--- Written exercise ---
Reproduce the records below in their entirety, character for character.

[Records from a dataset]
[start]

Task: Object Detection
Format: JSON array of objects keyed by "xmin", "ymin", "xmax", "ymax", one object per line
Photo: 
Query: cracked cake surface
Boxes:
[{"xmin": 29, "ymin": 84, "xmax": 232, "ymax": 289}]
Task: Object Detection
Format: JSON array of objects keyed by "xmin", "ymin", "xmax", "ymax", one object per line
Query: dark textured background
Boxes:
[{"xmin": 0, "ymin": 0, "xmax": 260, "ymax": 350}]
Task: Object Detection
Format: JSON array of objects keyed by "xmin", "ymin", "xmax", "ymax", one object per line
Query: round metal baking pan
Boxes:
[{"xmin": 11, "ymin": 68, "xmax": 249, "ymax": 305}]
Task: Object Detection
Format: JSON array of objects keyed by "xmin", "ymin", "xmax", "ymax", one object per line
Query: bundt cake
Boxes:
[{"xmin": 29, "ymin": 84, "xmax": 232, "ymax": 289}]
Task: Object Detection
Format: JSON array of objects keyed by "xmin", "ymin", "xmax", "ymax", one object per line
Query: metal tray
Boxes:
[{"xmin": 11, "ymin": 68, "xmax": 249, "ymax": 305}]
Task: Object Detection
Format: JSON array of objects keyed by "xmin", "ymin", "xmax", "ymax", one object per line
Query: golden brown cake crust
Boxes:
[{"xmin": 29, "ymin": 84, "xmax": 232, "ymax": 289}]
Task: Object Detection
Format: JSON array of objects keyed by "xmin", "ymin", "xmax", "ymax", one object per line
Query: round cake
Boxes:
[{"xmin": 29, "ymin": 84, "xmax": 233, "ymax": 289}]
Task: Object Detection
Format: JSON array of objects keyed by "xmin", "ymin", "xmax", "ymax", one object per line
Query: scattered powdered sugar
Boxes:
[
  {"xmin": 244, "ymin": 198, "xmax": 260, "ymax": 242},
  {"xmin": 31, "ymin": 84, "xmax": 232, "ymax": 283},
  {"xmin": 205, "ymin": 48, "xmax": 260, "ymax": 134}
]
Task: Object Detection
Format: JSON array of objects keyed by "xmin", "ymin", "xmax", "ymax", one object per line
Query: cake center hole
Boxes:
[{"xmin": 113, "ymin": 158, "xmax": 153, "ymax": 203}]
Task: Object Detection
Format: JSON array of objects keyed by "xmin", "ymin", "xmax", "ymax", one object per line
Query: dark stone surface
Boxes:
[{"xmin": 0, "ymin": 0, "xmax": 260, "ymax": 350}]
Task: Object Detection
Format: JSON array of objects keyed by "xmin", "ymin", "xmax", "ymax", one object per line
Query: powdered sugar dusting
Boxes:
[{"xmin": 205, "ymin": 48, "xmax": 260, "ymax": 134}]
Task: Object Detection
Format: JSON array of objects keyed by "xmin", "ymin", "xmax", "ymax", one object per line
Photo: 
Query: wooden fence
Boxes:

[end]

--- Final result ---
Task: Object Detection
Format: JSON array of objects keyed by "xmin", "ymin", "xmax", "ymax", one object per line
Photo: 
Query: cracked cake surface
Boxes:
[{"xmin": 29, "ymin": 84, "xmax": 232, "ymax": 289}]
Task: Object Detection
Format: JSON array of objects keyed by "xmin", "ymin", "xmax", "ymax", one object per line
Query: dark textured background
Boxes:
[{"xmin": 0, "ymin": 0, "xmax": 260, "ymax": 350}]
Task: Object Detection
Format: JSON array of objects keyed by "xmin", "ymin", "xmax", "ymax", one object per line
Query: round metal baking pan
Boxes:
[{"xmin": 11, "ymin": 68, "xmax": 249, "ymax": 305}]
Task: Object Detection
Format: JSON array of objects keyed by "xmin", "ymin", "xmax", "ymax", one object per line
Query: bundt cake
Boxes:
[{"xmin": 29, "ymin": 84, "xmax": 232, "ymax": 289}]
Task: Object Detection
Format: JSON array of objects keyed by "xmin", "ymin", "xmax", "ymax", one object per line
Query: metal tray
Boxes:
[{"xmin": 11, "ymin": 68, "xmax": 249, "ymax": 305}]
Task: Object Detection
Format: JSON array of objects keyed by "xmin", "ymin", "xmax", "ymax", one object per line
Query: golden brown cake crust
Boxes:
[{"xmin": 29, "ymin": 84, "xmax": 232, "ymax": 289}]
Task: Object Detection
Format: JSON array of objects keyed by "xmin", "ymin", "xmax", "ymax", one object per line
Query: round cake
Boxes:
[{"xmin": 29, "ymin": 84, "xmax": 233, "ymax": 289}]
Task: Object Detection
Format: JSON array of objects keyed by "xmin", "ymin", "xmax", "ymax", one object per line
Query: scattered powdered sugar
Boxes:
[
  {"xmin": 244, "ymin": 198, "xmax": 260, "ymax": 242},
  {"xmin": 31, "ymin": 84, "xmax": 232, "ymax": 283},
  {"xmin": 205, "ymin": 48, "xmax": 260, "ymax": 134}
]
Task: Object Detection
Format: JSON array of objects keyed by "xmin", "ymin", "xmax", "ymax", one object per line
Query: cake center hole
Boxes:
[{"xmin": 113, "ymin": 158, "xmax": 153, "ymax": 203}]
Task: Object Detection
Format: JSON array of objects keyed by "xmin", "ymin", "xmax", "ymax", one object per line
Query: dark stone surface
Boxes:
[{"xmin": 0, "ymin": 0, "xmax": 260, "ymax": 350}]
Task: Object Detection
Format: JSON array of objects keyed by "xmin", "ymin", "xmax", "ymax", one object per line
Query: powdered sugar dusting
Boxes:
[{"xmin": 205, "ymin": 48, "xmax": 260, "ymax": 134}]
Task: Object Detection
Format: JSON array of objects keyed by "xmin", "ymin", "xmax", "ymax", one object per line
Photo: 
Query: wooden fence
Boxes:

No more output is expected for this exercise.